■ Try it
Omit the pictures. Print each entry below exactly.

■ Information provided
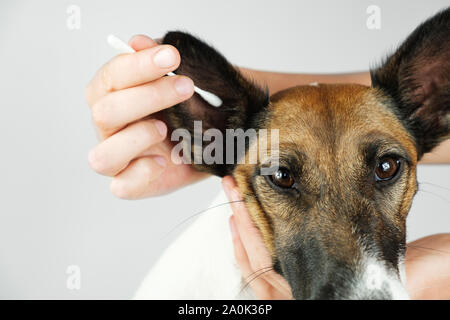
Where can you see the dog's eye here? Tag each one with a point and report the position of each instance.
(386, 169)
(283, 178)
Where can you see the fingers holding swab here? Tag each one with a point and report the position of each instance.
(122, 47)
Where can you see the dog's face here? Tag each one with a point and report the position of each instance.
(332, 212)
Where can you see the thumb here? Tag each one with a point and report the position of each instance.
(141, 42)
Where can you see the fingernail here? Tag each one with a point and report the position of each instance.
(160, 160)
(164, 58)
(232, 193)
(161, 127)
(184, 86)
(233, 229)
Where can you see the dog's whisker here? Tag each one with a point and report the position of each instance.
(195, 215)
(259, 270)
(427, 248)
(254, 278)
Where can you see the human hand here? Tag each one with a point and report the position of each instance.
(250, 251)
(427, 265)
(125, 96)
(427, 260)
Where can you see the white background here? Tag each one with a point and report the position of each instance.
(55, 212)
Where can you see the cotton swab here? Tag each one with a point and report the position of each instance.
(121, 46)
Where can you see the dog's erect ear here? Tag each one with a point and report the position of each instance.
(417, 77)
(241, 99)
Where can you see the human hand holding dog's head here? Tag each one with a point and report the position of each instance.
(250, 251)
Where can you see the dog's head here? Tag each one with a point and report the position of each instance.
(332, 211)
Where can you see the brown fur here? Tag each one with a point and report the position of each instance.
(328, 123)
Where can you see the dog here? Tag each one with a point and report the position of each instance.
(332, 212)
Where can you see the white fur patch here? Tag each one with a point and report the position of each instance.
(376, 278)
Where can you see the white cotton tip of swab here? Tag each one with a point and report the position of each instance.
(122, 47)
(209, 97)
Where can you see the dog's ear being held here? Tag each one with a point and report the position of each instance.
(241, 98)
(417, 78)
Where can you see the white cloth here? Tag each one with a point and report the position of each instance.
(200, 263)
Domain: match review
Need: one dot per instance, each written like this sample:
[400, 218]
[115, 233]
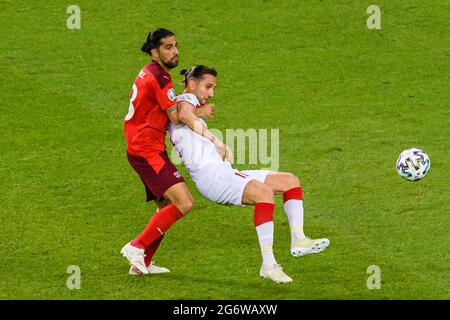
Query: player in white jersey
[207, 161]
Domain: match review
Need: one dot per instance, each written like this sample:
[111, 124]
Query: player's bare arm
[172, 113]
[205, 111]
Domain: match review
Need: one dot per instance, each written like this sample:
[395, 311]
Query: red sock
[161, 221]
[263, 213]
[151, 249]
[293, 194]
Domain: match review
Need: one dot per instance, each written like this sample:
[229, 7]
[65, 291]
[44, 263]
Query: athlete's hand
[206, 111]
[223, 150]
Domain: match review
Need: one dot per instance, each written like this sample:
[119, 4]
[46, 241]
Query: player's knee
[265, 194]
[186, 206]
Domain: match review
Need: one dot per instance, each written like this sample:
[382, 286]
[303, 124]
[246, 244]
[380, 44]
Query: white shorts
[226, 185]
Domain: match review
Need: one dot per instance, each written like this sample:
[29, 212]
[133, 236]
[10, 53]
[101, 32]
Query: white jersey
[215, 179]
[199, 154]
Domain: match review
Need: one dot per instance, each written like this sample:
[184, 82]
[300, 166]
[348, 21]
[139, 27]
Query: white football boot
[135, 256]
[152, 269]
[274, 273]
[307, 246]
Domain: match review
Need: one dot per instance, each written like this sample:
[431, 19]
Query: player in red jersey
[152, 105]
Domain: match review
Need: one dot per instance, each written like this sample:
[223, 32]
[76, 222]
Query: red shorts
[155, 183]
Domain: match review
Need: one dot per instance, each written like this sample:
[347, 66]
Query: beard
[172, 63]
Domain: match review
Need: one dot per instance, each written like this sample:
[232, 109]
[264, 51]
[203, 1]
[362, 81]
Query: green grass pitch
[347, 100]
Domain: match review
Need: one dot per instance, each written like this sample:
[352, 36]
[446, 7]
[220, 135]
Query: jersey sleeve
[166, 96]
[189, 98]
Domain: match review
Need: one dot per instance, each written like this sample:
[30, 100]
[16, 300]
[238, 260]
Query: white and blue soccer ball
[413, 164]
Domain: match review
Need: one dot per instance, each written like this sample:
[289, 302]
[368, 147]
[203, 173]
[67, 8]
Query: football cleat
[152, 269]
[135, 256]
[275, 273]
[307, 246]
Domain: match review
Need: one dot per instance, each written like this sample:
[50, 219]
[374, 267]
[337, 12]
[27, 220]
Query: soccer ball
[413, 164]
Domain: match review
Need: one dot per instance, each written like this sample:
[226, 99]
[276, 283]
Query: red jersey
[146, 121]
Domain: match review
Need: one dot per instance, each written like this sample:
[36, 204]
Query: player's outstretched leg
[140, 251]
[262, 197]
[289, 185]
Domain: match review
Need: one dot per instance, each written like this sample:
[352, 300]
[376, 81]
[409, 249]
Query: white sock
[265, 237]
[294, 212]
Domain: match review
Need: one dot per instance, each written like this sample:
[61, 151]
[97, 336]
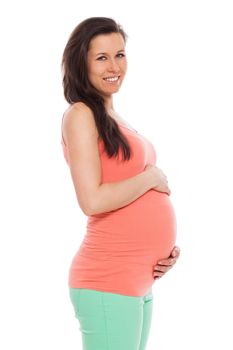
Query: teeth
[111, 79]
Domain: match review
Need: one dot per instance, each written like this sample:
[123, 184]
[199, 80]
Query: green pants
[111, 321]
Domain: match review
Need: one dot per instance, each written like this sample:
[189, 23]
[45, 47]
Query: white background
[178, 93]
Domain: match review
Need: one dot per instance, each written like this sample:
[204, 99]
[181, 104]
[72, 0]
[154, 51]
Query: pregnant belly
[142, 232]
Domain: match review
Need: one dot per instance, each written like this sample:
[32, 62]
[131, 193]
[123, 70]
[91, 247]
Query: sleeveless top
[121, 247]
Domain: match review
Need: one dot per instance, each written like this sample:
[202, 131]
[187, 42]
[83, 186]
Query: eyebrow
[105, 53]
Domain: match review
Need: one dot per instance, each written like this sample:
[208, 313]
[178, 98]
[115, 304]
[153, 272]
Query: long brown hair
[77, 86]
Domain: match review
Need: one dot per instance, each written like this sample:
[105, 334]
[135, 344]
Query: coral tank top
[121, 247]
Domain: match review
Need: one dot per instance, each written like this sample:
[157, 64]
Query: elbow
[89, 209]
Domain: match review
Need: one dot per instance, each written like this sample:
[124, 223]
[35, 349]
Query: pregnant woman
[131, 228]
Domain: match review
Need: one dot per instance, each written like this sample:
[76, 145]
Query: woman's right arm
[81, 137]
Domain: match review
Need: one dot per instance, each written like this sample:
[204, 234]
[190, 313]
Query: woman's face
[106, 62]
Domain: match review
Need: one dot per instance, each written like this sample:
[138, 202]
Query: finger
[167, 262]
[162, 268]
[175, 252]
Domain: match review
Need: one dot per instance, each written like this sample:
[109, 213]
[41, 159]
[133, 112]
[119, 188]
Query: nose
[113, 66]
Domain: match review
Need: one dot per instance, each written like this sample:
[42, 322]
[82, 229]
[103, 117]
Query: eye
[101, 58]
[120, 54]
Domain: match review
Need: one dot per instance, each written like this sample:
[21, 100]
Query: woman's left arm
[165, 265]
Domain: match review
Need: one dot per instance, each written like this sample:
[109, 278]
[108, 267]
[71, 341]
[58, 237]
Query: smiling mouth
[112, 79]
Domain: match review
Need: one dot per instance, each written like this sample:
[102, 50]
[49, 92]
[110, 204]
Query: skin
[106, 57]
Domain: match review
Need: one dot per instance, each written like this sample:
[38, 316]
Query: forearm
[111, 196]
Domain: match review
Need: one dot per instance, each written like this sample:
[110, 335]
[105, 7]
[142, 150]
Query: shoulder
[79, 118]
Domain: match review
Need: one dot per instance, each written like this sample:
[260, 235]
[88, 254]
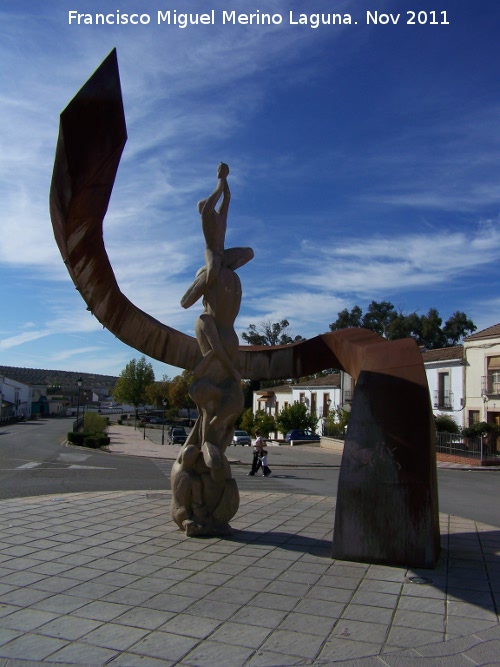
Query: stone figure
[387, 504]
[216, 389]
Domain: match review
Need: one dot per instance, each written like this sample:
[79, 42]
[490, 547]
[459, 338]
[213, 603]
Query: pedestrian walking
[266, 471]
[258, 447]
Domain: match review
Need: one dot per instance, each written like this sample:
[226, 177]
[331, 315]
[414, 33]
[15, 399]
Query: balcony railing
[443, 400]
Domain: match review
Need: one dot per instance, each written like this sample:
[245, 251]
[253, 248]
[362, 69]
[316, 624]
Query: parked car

■ Exercise solution
Where can you see the dog's eye here? Tag each one with a point and report the position of each instance.
(386, 169)
(283, 178)
Where can you see the fingers holding swab here? Tag each one with a point and report the position of each instance.
(122, 47)
Where can you see the dog's face here? Tag each one with a point and report the position of each instance.
(332, 212)
Where can you see the thumb here? Tag each one with a point and report the position of each instance.
(141, 42)
Where can you see the fingernail here? Tag each one with a point and report the position of each instance.
(160, 160)
(164, 58)
(232, 193)
(161, 127)
(184, 86)
(233, 229)
Where can you see the dog's whisker here? Tag each one with a point and report the position of each instance.
(195, 215)
(259, 270)
(427, 248)
(254, 278)
Where can you see the human hand here? Tag each one with a point and report the position of each instance.
(250, 251)
(427, 265)
(125, 96)
(427, 260)
Where can you see the white background here? Tag each one with a point and report the position of each instance.
(55, 212)
Where can you see the cotton swab here? Tag each one with a point and report the position of each instance.
(121, 46)
Where can you see the dog's erect ear here? Tag each one with a point and report the position of each instance.
(417, 77)
(241, 99)
Where can you see the human hand holding dog's head here? Tag each one with a point and report the position of each instance.
(250, 251)
Where can you see the dog's head here? Tag each one with a point and report the position of each instance.
(332, 211)
Where can you see the brown fur here? Tag each one with a point and report the position of each instance.
(328, 123)
Where can you see the dog here? Tag each one with a point and report the position of each instance.
(332, 212)
Where can you see the white fur patch here? Tag each one with a point and report the position of each instance.
(376, 278)
Where can you see the white cotton tip of swab here? Tag each one with a point and report the position of each instance.
(122, 47)
(209, 97)
Where can you see the dog's ear being held here? Tag each one with a point and report the position of each instance.
(241, 98)
(417, 78)
Where can you see the white cloth here? Tag each one with a point and report the position of each instance.
(200, 263)
Domain: match review
Need: one dot per instance, each written like this sample:
[400, 218]
[115, 233]
Query: player in white jersey
[207, 161]
Domain: match review
Need: one dot per instance, each written like this sample:
[111, 124]
Query: player's bare arm
[172, 113]
[205, 111]
Domain: match review
Need: one dot per instance, each written like this sample:
[395, 311]
Query: red sock
[161, 221]
[263, 213]
[151, 249]
[293, 194]
Domain: match review
Need: one dot per instance, each written like this sample:
[229, 7]
[65, 291]
[44, 263]
Query: athlete's hand
[206, 111]
[223, 150]
Domain: match review
Need: one dot per instance, each written like this sample:
[119, 4]
[46, 241]
Query: player's knee
[265, 194]
[186, 206]
Domain: match review
Need: one dot per instance, each written like this sample:
[382, 286]
[303, 124]
[246, 244]
[380, 44]
Query: white shorts
[226, 185]
Domain: match review
Need: one dot per instance, each written like this sample:
[29, 212]
[133, 236]
[10, 53]
[101, 32]
Query: white jersey
[215, 179]
[199, 154]
Domain: match review
Need: one dot per instance, each written like this sample:
[184, 82]
[300, 166]
[348, 21]
[139, 27]
Query: white football boot
[135, 256]
[152, 269]
[274, 273]
[307, 246]
Domain: match review
Need: one dot per instance, each written like this sample:
[431, 19]
Query: player in red jersey
[152, 105]
Domain: match review
Need: one dot per instance, each written like this sample:
[223, 32]
[76, 222]
Query: red shorts
[155, 183]
Domain: match review
Need: one dot per instance, each written like this sample:
[347, 66]
Query: beard
[172, 63]
Domain: match review
Need: one dot per instance, each written like this sample:
[232, 109]
[264, 51]
[203, 1]
[362, 81]
Query: green grass pitch
[347, 100]
Domain: match review
Need: one dot per instance, each written like this sample:
[352, 36]
[446, 7]
[220, 135]
Query: jersey sleeve
[166, 96]
[189, 98]
Domain: match review
Need: one dot per instance, each written like this sample:
[30, 100]
[16, 300]
[238, 260]
Query: white and blue soccer ball
[413, 164]
Domain: match review
Need: one dot per instance, each written like this sample:
[289, 302]
[368, 147]
[203, 173]
[67, 8]
Query: football cleat
[152, 269]
[135, 256]
[275, 273]
[307, 246]
Domain: match review
Need: one dot per instance, each written like this sample:
[50, 219]
[374, 267]
[337, 12]
[27, 220]
Query: soccer ball
[413, 164]
Domain: match review
Need: one dot per instance, each written like this sample:
[226, 99]
[276, 283]
Query: red jersey
[146, 121]
Domain: match review
Need: one dot per instance, each written like this sample:
[36, 204]
Query: player's outstretched leg
[140, 251]
[262, 197]
[289, 185]
Domain: match review
Need: one dot per instance, each written like this sample:
[352, 300]
[376, 81]
[409, 249]
Query: white sock
[265, 237]
[294, 212]
Domain: match review
Need: one dot per instance, each written like this sample:
[61, 151]
[97, 336]
Query: teeth
[111, 79]
Domain: match review
Need: one dot per instance, each written like this sample:
[123, 184]
[199, 80]
Query: green pants
[111, 321]
Domain: match review
Need: one dot per instance, each written like this sample:
[189, 23]
[45, 47]
Query: white background
[178, 93]
Domain: match review
Need: one dot per instance, each written like this sample:
[204, 99]
[181, 104]
[72, 0]
[154, 51]
Query: pregnant belly
[142, 232]
Domain: match review
Need: one dot per instance, each written like this sample:
[32, 62]
[131, 193]
[123, 70]
[91, 247]
Query: sleeveless top
[121, 247]
Domain: match review
Need: one dot per instance, each written like this sample:
[202, 131]
[187, 42]
[83, 186]
Query: eyebrow
[105, 53]
Domain: match review
Need: one dot per instance, each written like this sample:
[208, 313]
[178, 98]
[115, 304]
[153, 272]
Query: long brown hair
[77, 86]
Domain: match review
Need: one dot per instance, each written like this sample:
[105, 334]
[135, 344]
Query: coral tank top
[121, 247]
Domain: match review
Need: one dot per instance, each written like this sample:
[157, 64]
Query: elbow
[89, 209]
Domain: match review
Need: one dot per instance, each written like this sample:
[124, 223]
[35, 349]
Query: pregnant woman
[131, 228]
Domain: match review
Need: one dot per instance, each written like this sample:
[76, 145]
Query: woman's right arm
[81, 137]
Domain: match review
Need: one dot per instance, each written like this sample:
[204, 234]
[190, 313]
Query: woman's face
[106, 62]
Domain: match review
Need: one dot per instance, each written like this sample:
[138, 202]
Query: finger
[167, 262]
[162, 268]
[175, 252]
Domain: match review
Need: one dot per instance, each written like this sample:
[109, 213]
[41, 159]
[133, 112]
[119, 188]
Query: nose
[113, 66]
Domain: match review
Need: one dot per instance, each written like this sample:
[42, 322]
[82, 229]
[103, 117]
Query: eye
[101, 58]
[120, 54]
Domain: match review
Need: one dot per instance, each written like this sample:
[21, 100]
Query: woman's left arm
[165, 265]
Domain: match review
Need: one dot per instance, each written like this sample:
[109, 278]
[108, 267]
[71, 341]
[58, 237]
Query: smiling mouth
[112, 79]
Domain: match review
Need: one dot per instance, each written like this sample:
[102, 50]
[49, 92]
[110, 204]
Query: skin
[106, 57]
Domain: match review
Need: one dot per instance, each written like this sample:
[38, 316]
Query: forearm
[111, 196]
Domain: match review
Need: one dot per instance, each written like this sample:
[110, 335]
[105, 7]
[142, 150]
Query: shoulder
[79, 118]
Domain: match review
Need: one dot per instance, each written like this sample:
[260, 235]
[88, 254]
Query: stone figure
[387, 504]
[216, 389]
Domain: match review
Need: one dot per instance, each written like this sample:
[79, 42]
[490, 547]
[459, 338]
[213, 603]
Query: pedestrian walking
[266, 471]
[258, 447]
Domain: match review
Need: one dot per instance, each written like this sample:
[226, 177]
[331, 315]
[414, 33]
[15, 399]
Query: balcony railing
[443, 400]
Domain: match review
Need: one dot per instance, each written like this sample:
[245, 251]
[253, 248]
[362, 69]
[316, 624]
Query: parked car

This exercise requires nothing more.